>> BEGIN RECORDED INFORMATION
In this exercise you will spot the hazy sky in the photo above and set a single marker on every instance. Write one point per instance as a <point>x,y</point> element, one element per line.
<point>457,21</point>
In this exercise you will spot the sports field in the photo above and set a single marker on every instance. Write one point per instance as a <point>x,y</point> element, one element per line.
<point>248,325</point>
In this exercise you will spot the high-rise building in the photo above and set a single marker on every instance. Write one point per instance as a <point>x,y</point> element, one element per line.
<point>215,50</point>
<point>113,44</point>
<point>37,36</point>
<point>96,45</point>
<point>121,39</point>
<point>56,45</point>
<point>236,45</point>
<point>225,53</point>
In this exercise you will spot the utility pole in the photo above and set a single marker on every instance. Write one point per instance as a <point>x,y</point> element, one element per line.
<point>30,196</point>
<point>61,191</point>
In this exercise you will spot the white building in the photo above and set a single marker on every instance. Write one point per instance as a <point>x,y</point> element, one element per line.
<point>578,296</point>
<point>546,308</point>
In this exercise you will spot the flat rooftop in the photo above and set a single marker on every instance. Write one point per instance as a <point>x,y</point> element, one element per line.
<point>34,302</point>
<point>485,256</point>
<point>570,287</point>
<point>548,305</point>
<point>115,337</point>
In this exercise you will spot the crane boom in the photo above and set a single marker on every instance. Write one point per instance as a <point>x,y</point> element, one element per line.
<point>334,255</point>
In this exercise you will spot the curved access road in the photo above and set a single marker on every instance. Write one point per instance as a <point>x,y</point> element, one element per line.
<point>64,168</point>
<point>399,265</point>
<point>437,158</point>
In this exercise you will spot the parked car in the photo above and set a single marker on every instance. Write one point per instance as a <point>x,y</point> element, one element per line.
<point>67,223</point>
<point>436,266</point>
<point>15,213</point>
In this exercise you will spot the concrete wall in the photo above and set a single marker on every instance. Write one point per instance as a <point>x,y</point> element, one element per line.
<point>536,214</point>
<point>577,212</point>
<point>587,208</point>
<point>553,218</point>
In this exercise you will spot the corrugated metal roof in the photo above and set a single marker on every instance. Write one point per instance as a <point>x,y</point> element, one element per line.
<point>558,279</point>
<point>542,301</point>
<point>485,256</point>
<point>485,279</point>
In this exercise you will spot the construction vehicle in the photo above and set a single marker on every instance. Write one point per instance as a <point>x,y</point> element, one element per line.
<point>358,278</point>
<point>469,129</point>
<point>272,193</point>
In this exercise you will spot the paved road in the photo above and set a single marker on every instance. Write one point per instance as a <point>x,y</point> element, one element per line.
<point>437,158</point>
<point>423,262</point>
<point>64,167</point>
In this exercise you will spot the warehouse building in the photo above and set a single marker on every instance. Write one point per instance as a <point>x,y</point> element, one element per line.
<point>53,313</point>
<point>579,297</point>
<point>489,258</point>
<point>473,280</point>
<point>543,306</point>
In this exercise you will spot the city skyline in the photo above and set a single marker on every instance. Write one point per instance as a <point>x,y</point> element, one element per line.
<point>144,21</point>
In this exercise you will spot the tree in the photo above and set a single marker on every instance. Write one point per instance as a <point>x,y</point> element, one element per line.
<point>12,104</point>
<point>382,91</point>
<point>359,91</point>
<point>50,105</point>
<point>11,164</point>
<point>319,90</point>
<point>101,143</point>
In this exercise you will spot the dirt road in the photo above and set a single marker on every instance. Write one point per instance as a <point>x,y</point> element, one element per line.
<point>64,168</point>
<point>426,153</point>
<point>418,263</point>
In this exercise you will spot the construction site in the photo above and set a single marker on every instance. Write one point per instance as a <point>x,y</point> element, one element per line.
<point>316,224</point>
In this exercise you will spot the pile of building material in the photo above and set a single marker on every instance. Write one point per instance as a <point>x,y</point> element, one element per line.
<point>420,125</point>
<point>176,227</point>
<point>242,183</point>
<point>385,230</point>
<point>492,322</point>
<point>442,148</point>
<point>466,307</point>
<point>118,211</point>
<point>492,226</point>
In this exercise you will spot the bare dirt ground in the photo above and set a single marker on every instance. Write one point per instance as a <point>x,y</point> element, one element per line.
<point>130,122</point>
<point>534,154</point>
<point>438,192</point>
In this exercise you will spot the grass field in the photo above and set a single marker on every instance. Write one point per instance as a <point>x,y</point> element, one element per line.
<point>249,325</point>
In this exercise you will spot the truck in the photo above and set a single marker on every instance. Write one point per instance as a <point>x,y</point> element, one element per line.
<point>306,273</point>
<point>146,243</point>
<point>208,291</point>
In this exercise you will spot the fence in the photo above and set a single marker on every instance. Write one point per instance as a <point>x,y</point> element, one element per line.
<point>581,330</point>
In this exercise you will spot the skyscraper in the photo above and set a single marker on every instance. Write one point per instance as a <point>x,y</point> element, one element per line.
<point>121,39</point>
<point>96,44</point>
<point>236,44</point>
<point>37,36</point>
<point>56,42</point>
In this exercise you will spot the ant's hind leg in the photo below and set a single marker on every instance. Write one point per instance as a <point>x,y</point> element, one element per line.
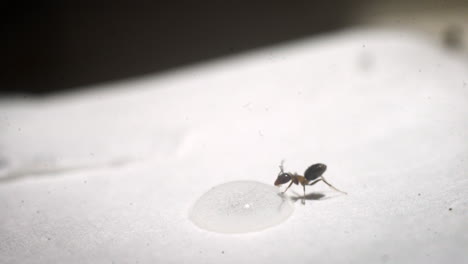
<point>331,186</point>
<point>288,187</point>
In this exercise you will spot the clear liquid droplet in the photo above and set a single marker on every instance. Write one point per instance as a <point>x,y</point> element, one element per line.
<point>241,206</point>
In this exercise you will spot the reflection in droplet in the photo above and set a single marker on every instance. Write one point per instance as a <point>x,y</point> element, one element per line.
<point>241,206</point>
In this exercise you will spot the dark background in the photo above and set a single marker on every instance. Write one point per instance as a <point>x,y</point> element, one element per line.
<point>50,46</point>
<point>54,45</point>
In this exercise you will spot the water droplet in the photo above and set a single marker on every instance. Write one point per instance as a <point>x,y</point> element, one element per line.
<point>241,206</point>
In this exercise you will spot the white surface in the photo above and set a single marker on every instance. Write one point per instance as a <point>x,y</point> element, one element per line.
<point>109,175</point>
<point>241,207</point>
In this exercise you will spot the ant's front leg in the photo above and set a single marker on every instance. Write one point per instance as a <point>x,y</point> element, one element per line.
<point>303,197</point>
<point>288,187</point>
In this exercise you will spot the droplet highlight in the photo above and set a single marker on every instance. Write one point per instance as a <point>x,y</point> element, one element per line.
<point>240,207</point>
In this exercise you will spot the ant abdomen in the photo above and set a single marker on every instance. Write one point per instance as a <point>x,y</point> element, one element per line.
<point>315,171</point>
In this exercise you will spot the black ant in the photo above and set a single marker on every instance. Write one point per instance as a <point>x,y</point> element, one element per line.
<point>312,175</point>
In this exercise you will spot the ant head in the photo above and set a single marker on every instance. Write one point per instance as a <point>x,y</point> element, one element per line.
<point>315,171</point>
<point>282,178</point>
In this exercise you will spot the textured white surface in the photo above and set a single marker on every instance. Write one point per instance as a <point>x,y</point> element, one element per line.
<point>110,174</point>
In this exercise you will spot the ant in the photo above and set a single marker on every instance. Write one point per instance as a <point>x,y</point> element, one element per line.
<point>312,175</point>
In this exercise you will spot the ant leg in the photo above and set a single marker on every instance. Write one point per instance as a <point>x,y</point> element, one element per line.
<point>333,187</point>
<point>314,182</point>
<point>281,166</point>
<point>303,197</point>
<point>288,187</point>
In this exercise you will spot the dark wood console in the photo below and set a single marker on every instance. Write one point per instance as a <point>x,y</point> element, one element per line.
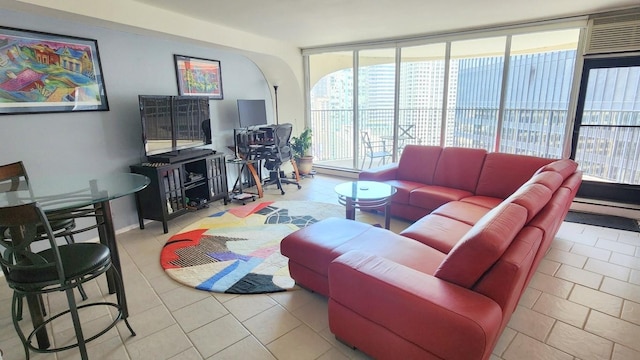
>> END RECORDED INFORMATION
| GOAL |
Quote every item above word for word, and leave the pictures out.

| COMPLETE OUTPUT |
In this exercise you will spot the hazy sky in the photo above and set a single marker on every instance. Write one point per instance as a <point>x,y</point> element, one element per line.
<point>457,21</point>
In this exercise you will spot the sports field in the photo above and set a single marker on every instance. Write one point per instance as a <point>x,y</point> element, one element per line.
<point>248,325</point>
In this exercise you will spot the high-rise building in the photo above and set a single marker on every instance. Write one point per instance as a <point>x,y</point> element, one element per line.
<point>215,50</point>
<point>113,44</point>
<point>37,36</point>
<point>96,45</point>
<point>121,39</point>
<point>56,45</point>
<point>236,45</point>
<point>225,53</point>
In this exercise you will spot the utility pole in the photo above and set a single marker on every instance. Write one point per instance as a <point>x,y</point> element, one element per line.
<point>30,196</point>
<point>61,191</point>
In this exercise you will spot the white building in the photo above and set a single marker on every instance. Write one point per instance as a <point>x,y</point> element, one element per line.
<point>578,296</point>
<point>546,308</point>
In this exercise you will spot the flat rooftop in the photo above and set a single marker on every instance. Write one point per instance as a <point>x,y</point> element, one element per line.
<point>34,302</point>
<point>485,256</point>
<point>570,287</point>
<point>548,305</point>
<point>115,337</point>
In this exercise you will spot the crane boom in the photo above and set a single marker on every instance. Write one point per instance as a <point>x,y</point> element, one element per line.
<point>334,255</point>
In this exercise you will spot the curved access road in the photo above and set a single marker on every instance. Write one point per instance as a <point>x,y</point> element, one element per line.
<point>64,168</point>
<point>399,265</point>
<point>437,158</point>
In this exercise you will spot the parked car in the photo above and set a single marker on every instance. Write one point per instance as a <point>x,y</point> element, one element per line.
<point>67,223</point>
<point>436,266</point>
<point>15,213</point>
In this exercise you will spot the concrete wall in the photo above and set a single marker on every instance. Write one point per instance as a <point>x,y</point> element, one element per line.
<point>536,214</point>
<point>577,212</point>
<point>587,208</point>
<point>553,218</point>
In this exercise you will spot the corrugated metal roof in the photo above and set a single marker on every instance. Write one point per instance as a <point>x,y</point> element, one element per line.
<point>558,279</point>
<point>542,301</point>
<point>485,256</point>
<point>485,279</point>
In this exercise you will spot the construction vehicle in the photo above and set a single marker on every instance. Write one point per instance as a <point>x,y</point> element, one element per line.
<point>358,278</point>
<point>469,129</point>
<point>272,193</point>
In this exercise you will spot the paved road in the photo above and set a single marker on every instance. Write one point per instance as a <point>x,y</point> element, one element per line.
<point>437,158</point>
<point>423,262</point>
<point>64,167</point>
In this exercise you will spot the warehouse building in the photo above and set a single marker on every instance. Write one point per instance as a <point>x,y</point> element, one element per line.
<point>53,313</point>
<point>579,297</point>
<point>489,258</point>
<point>473,280</point>
<point>543,306</point>
In this exercise you will spot the city skyline in the photo above and set a single marker on every instance. Write one point per instance as a <point>x,y</point> element, one element per line.
<point>144,21</point>
In this exercise you will spot the tree in the photo above and set a single marker on every instance. Write one point per instance as a <point>x,y</point> element, one element per line.
<point>12,104</point>
<point>382,91</point>
<point>359,91</point>
<point>50,105</point>
<point>11,164</point>
<point>319,90</point>
<point>101,143</point>
In this exercise you will spot the dirt road in the photo above and set a single marker on every instance. Write one point per instance as a <point>x,y</point> element, one element per line.
<point>64,168</point>
<point>426,153</point>
<point>418,263</point>
In this exercise you will spot the construction site in the photo above and set a single marker on every instance. Write one point per instance as a <point>x,y</point> element, one element per line.
<point>316,224</point>
In this exercise you will spot the pile of building material in the photo above and set a single marker on every instance. Write one point per instance as a <point>x,y</point> element, one element per line.
<point>420,125</point>
<point>176,227</point>
<point>242,183</point>
<point>385,230</point>
<point>492,322</point>
<point>442,148</point>
<point>466,307</point>
<point>118,211</point>
<point>492,226</point>
In this exercise you will spot the bare dirt ground in the photo above and set a single marker on every instance. Write one point per instance as a <point>x,y</point> element, one element per line.
<point>130,122</point>
<point>534,154</point>
<point>438,192</point>
In this exercise you will spot the grass field in the photo above and set a single marker on every instance. Write one point per instance as a <point>x,y</point> element, one element per line.
<point>249,325</point>
In this exercise you will spot the truck in the photo above and set a single marker on every instance. Write one point per instance as a <point>x,y</point> element, one element per line.
<point>306,273</point>
<point>146,243</point>
<point>208,291</point>
In this exercise you will spot the fence in the photo above and set a single marker on every instance. Write one point per instance as a <point>x,y</point> element, one element per line.
<point>581,330</point>
In this exercise you will spot the skyscraper in the photo above and set a single marker on every instance. Write one point per instance as a <point>x,y</point> element, one element per line.
<point>121,39</point>
<point>96,44</point>
<point>236,44</point>
<point>37,36</point>
<point>56,42</point>
In this exercise you will spot the ant's hind leg in the photo below and set a single marker on every instance. Write one point per instance as a <point>x,y</point> element, one element per line.
<point>331,186</point>
<point>288,187</point>
In this exercise you will spot the clear liquid droplet in the photo above and set a single marker on every instance. Write one point per instance as a <point>x,y</point> element, one element per line.
<point>241,206</point>
In this exercise you will spot the reflection in droplet in the photo above and set a single marker on every instance. Write one point per instance as a <point>x,y</point> element, one element per line.
<point>241,206</point>
In this exercise you will spot the dark background in the photo above and set a single marker on every instance. Write one point per instance as a <point>x,y</point> element, one element per line.
<point>50,46</point>
<point>54,45</point>
In this exercise you will spot the water droplet in the photo above and set a single marker on every instance. Write one point per instance as a <point>x,y</point> element, one element per line.
<point>241,206</point>
In this exercise you will spot the white surface in the photo above and set a single marker on every instance. Write one point per instance as a <point>x,y</point> element, one element per line.
<point>109,175</point>
<point>241,207</point>
In this exercise you will spot the ant's front leg in the photo above and set a single marker on every instance. Write one point per instance as a <point>x,y</point> element, one element per line.
<point>303,197</point>
<point>288,187</point>
In this exercise you will spot the droplet highlight in the photo above and set a single marker on every instance. Write one point per instance as a <point>x,y</point> element, one element per line.
<point>240,207</point>
In this exercise you will spot the ant abdomen in the photo above and set a single marker on every instance. Write one point per instance as a <point>x,y</point> element, one element per line.
<point>315,171</point>
In this exercise you will spot the black ant in the photo above and set a single marker on every instance. Write one point per instance as a <point>x,y</point> element, one element per line.
<point>312,175</point>
In this exercise you will spot the ant head in the photo above and set a single marker on every instance. Write one point per instance as a <point>x,y</point> element, one element per line.
<point>315,171</point>
<point>282,178</point>
In this exercise you will spot the textured white surface in the photo above and set a single marker on every instance. Write one point per instance as a <point>x,y</point> element, one element per line.
<point>110,174</point>
In this exercise you will spot the ant in the photo above and set a single marker on every instance. Write one point per instance as a <point>x,y</point> element, one element per line.
<point>312,175</point>
In this exercise you will spot the ant leg in the photo above and set a single marker on every instance. Write one point per instance as a <point>x,y</point> element, one element per line.
<point>333,187</point>
<point>314,182</point>
<point>281,166</point>
<point>303,197</point>
<point>288,187</point>
In this exercise you will spot the dark wood console in the photo below and set a single marker on every instance. Write one point per instance as a <point>x,y</point> element, one element per line.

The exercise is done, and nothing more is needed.